**WORK INSTRUCTIONS:**
Transcribe the entries below without alteration.

**Entries taken from a collection:**
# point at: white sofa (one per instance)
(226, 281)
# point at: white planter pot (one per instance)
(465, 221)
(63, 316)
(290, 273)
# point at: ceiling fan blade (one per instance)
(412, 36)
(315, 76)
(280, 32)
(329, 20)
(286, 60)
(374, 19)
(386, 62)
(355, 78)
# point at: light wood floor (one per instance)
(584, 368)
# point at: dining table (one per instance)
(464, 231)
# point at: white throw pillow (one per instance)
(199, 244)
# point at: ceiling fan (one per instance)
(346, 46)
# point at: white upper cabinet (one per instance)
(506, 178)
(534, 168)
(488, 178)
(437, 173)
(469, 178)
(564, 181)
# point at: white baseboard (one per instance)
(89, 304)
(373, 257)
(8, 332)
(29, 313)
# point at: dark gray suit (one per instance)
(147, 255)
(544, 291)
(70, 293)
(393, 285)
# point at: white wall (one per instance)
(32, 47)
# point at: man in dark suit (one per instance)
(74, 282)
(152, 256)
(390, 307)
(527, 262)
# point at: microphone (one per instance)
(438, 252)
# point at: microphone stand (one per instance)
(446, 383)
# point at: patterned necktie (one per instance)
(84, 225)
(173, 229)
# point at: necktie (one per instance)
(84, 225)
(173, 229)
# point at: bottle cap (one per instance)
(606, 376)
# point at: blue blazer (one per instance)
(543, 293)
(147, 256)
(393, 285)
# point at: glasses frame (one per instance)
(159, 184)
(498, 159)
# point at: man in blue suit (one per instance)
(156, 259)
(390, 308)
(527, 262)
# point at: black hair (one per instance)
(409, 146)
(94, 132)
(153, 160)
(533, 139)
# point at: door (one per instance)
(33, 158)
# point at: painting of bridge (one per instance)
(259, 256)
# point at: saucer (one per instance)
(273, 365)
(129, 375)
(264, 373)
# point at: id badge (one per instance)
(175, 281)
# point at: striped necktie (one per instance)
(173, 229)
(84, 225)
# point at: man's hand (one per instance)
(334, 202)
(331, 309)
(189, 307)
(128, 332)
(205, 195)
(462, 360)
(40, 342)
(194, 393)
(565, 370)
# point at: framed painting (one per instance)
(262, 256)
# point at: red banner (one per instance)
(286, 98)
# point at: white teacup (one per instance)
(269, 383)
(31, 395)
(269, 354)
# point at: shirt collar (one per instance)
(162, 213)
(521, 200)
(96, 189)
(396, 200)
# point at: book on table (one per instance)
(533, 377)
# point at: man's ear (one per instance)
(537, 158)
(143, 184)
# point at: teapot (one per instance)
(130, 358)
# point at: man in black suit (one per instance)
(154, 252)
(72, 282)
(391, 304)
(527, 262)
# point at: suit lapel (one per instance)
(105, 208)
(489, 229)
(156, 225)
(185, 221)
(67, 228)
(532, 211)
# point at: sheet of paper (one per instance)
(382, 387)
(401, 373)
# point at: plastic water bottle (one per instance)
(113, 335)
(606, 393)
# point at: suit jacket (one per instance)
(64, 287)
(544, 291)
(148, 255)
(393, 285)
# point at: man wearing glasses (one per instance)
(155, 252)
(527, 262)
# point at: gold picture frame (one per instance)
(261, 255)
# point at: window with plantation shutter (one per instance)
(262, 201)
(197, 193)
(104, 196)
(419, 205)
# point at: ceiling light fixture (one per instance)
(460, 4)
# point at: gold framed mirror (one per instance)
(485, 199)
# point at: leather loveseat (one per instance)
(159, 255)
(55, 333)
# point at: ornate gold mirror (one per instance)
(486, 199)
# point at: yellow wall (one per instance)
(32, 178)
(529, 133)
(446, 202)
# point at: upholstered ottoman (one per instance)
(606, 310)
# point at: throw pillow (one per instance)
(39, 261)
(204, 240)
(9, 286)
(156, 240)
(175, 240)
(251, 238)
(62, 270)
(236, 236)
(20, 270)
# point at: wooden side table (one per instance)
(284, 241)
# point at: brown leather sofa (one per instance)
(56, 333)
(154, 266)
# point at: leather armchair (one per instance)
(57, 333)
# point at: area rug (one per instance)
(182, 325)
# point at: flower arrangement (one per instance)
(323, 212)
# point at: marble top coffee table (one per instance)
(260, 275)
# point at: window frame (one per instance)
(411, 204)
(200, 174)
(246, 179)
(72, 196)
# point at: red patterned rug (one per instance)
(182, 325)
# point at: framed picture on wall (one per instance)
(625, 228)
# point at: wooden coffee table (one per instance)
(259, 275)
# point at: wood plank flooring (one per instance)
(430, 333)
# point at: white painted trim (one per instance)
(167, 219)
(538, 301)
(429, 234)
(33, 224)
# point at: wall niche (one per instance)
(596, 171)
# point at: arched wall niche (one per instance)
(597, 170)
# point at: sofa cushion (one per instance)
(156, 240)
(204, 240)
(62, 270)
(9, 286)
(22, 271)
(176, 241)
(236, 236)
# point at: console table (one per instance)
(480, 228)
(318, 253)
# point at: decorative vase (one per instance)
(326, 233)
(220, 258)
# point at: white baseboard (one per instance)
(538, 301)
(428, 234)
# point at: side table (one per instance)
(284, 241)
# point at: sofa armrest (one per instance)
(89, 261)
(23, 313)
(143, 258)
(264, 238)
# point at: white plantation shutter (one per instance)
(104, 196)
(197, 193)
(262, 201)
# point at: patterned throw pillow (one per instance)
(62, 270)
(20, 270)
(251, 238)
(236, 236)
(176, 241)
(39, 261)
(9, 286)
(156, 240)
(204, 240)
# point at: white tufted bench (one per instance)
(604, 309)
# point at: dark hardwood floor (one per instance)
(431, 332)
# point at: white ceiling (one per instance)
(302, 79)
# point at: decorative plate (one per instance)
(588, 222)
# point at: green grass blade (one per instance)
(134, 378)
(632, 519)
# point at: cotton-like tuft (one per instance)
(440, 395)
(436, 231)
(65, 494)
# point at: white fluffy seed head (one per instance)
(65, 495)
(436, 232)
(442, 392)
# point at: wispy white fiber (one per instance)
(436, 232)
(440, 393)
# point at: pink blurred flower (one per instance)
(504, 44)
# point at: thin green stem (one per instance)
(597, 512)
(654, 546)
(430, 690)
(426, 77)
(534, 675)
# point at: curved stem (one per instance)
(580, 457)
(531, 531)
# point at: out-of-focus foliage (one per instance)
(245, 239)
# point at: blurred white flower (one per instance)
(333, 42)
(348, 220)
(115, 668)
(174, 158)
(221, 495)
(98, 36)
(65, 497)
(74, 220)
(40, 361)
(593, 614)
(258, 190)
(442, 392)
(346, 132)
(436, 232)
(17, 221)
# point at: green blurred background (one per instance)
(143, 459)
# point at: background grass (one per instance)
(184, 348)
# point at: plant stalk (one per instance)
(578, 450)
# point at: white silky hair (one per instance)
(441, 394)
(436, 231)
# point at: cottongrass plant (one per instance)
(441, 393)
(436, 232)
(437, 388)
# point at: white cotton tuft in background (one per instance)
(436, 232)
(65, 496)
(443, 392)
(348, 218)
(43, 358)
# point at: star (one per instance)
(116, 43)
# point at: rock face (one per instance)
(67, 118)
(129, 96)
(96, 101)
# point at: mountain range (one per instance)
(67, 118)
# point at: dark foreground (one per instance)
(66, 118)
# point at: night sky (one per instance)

**ANSWER TO THIS EXERCISE:**
# point at: white sofa (one per instance)
(226, 281)
# point at: white planter pot (one per instance)
(465, 221)
(63, 316)
(290, 273)
# point at: ceiling fan blade (one per instance)
(412, 36)
(315, 76)
(280, 32)
(329, 20)
(286, 60)
(374, 19)
(386, 62)
(355, 78)
# point at: light wood floor (one per instance)
(584, 368)
# point at: dining table (one per instance)
(464, 231)
# point at: white throw pillow (one per instance)
(199, 244)
# point at: ceiling fan (one per instance)
(346, 46)
# point at: white upper cabinet (one per instance)
(506, 178)
(534, 168)
(488, 178)
(437, 173)
(469, 178)
(564, 181)
# point at: white baseboard (one per instance)
(89, 304)
(373, 257)
(8, 332)
(29, 313)
# point at: dark gray suit (one per instance)
(147, 255)
(544, 291)
(70, 293)
(393, 285)
# point at: white wall (one per instance)
(32, 47)
# point at: man in dark suit (one per instance)
(74, 282)
(152, 256)
(390, 307)
(527, 262)
# point at: microphone (one per instance)
(438, 252)
# point at: microphone stand (one per instance)
(446, 383)
# point at: patterned necktie (one per instance)
(84, 225)
(173, 229)
# point at: necktie (one per instance)
(84, 225)
(173, 229)
# point at: bottle cap (one per instance)
(606, 376)
# point at: blue blazer (one per instance)
(543, 293)
(147, 256)
(393, 285)
# point at: glasses frame (one per instance)
(159, 184)
(498, 159)
# point at: man in blue suit (one per instance)
(156, 259)
(390, 308)
(527, 262)
# point at: black hair (one per instance)
(409, 146)
(94, 132)
(153, 160)
(533, 139)
# point at: door (one per instance)
(33, 158)
# point at: painting of bridge (one per instance)
(259, 256)
# point at: saucer (one per instance)
(273, 365)
(129, 375)
(264, 373)
# point at: id badge (one per instance)
(175, 281)
# point at: striped necktie (one per instance)
(173, 229)
(84, 225)
# point at: man's hand (one per instance)
(334, 202)
(331, 309)
(189, 307)
(128, 332)
(205, 195)
(462, 360)
(40, 342)
(194, 393)
(565, 370)
# point at: framed painting (one per instance)
(262, 256)
# point at: red banner (one per instance)
(286, 98)
# point at: white teacup (one per instance)
(269, 383)
(31, 395)
(269, 354)
# point at: shirt collar (one per instance)
(162, 213)
(521, 200)
(96, 189)
(396, 200)
# point at: book on table (one per instance)
(533, 377)
# point at: man's ear (one per instance)
(537, 158)
(143, 184)
# point at: teapot (one per instance)
(130, 358)
# point at: man in black suit (one per instance)
(154, 252)
(72, 282)
(391, 304)
(527, 262)
# point at: suit lapel (one per instance)
(105, 208)
(489, 229)
(156, 225)
(185, 221)
(67, 228)
(532, 211)
# point at: sheet of paper (one per instance)
(382, 387)
(401, 373)
# point at: plastic water bottle (one per instance)
(113, 335)
(606, 393)
# point at: suit jacket (one per instance)
(64, 287)
(544, 291)
(148, 255)
(393, 285)
# point at: man wearing glasses (one per instance)
(155, 252)
(527, 262)
# point at: gold picture frame (one per instance)
(261, 255)
# point at: window with plantation shutter (one per instance)
(262, 201)
(197, 193)
(104, 196)
(419, 205)
# point at: ceiling light fixture (one per instance)
(460, 4)
# point at: gold framed mirror (one per instance)
(485, 199)
# point at: leather loveseat (one per instance)
(159, 255)
(55, 333)
# point at: ornate gold mirror (one per instance)
(486, 199)
# point at: yellow wall (one per instance)
(32, 178)
(529, 133)
(446, 202)
# point at: upholstered ottoman (one per instance)
(606, 310)
# point at: throw pillow (one per instance)
(39, 261)
(204, 240)
(9, 286)
(156, 240)
(175, 240)
(251, 238)
(62, 270)
(236, 236)
(20, 270)
# point at: wooden side table (one per instance)
(284, 241)
# point at: brown leather sofa (one per instance)
(56, 333)
(154, 266)
# point at: leather armchair (one per instance)
(57, 333)
# point at: area rug (one per instance)
(182, 325)
# point at: flower arrangement (one per instance)
(323, 212)
# point at: marble top coffee table (one per instance)
(260, 275)
# point at: window frame (one per instance)
(411, 204)
(200, 174)
(246, 179)
(72, 196)
# point at: red patterned rug (one per instance)
(182, 325)
# point at: framed picture on wall (one per instance)
(625, 228)
# point at: wooden coffee table (one per instance)
(259, 275)
# point at: wood plank flooring (one per instance)
(430, 333)
# point at: white painted trim (one per instance)
(167, 219)
(538, 301)
(429, 234)
(33, 224)
# point at: wall niche (one per instance)
(596, 171)
# point at: arched wall niche (one per instance)
(597, 170)
# point at: sofa cushion (one per instance)
(156, 240)
(204, 240)
(62, 270)
(9, 286)
(22, 271)
(176, 241)
(236, 236)
# point at: console table (one per instance)
(480, 228)
(318, 253)
# point at: decorative vase (one per instance)
(326, 233)
(220, 258)
# point at: white baseboard (one per instance)
(538, 301)
(428, 234)
# point at: side table (one per instance)
(284, 241)
# point at: sofa armrest (one per instance)
(89, 261)
(23, 313)
(143, 258)
(264, 238)
# point at: white plantation shutter (one per instance)
(104, 196)
(197, 193)
(262, 201)
# point at: patterned throw pillow (one per instance)
(62, 270)
(20, 270)
(251, 238)
(236, 236)
(176, 241)
(39, 261)
(9, 286)
(156, 240)
(204, 240)
# point at: white tufted bench (one per instance)
(604, 309)
# point at: dark hardwood floor (one per instance)
(431, 332)
# point at: white ceiling (one per instance)
(302, 79)
# point at: decorative plate (one per instance)
(588, 222)
# point at: green grass blade (one per instance)
(134, 378)
(632, 519)
# point at: cotton-like tuft (one per instance)
(440, 395)
(436, 231)
(65, 494)
# point at: white fluffy seed head (one per instance)
(65, 495)
(436, 232)
(442, 392)
# point at: wispy white fiber (one per instance)
(436, 232)
(440, 393)
# point at: pink blurred flower (one per instance)
(504, 44)
# point at: thin green stem (one per instance)
(597, 512)
(654, 546)
(430, 690)
(426, 77)
(534, 675)
# point at: curved stem (one per instance)
(580, 457)
(531, 531)
# point at: out-of-focus foliage (one per instance)
(245, 239)
# point at: blurred white flower (one per instance)
(333, 42)
(348, 220)
(115, 668)
(174, 158)
(221, 495)
(98, 36)
(65, 497)
(74, 220)
(40, 361)
(593, 614)
(258, 190)
(442, 392)
(346, 132)
(436, 232)
(17, 221)
# point at: green blurred background (one per instance)
(143, 459)
# point at: background grass (one per instance)
(184, 348)
# point at: plant stalk (one per instance)
(578, 450)
# point at: white silky hair (one per instance)
(441, 394)
(436, 231)
# point at: cottongrass plant (one per instance)
(441, 393)
(436, 232)
(437, 388)
# point at: white cotton tuft in background (one per instance)
(436, 232)
(65, 496)
(443, 392)
(348, 218)
(43, 358)
# point at: star (one per instance)
(116, 43)
# point at: rock face (one per instance)
(67, 118)
(129, 96)
(96, 101)
# point at: mountain range (one per instance)
(67, 118)
# point at: dark foreground (one per instance)
(66, 118)
# point at: night sky (one per instance)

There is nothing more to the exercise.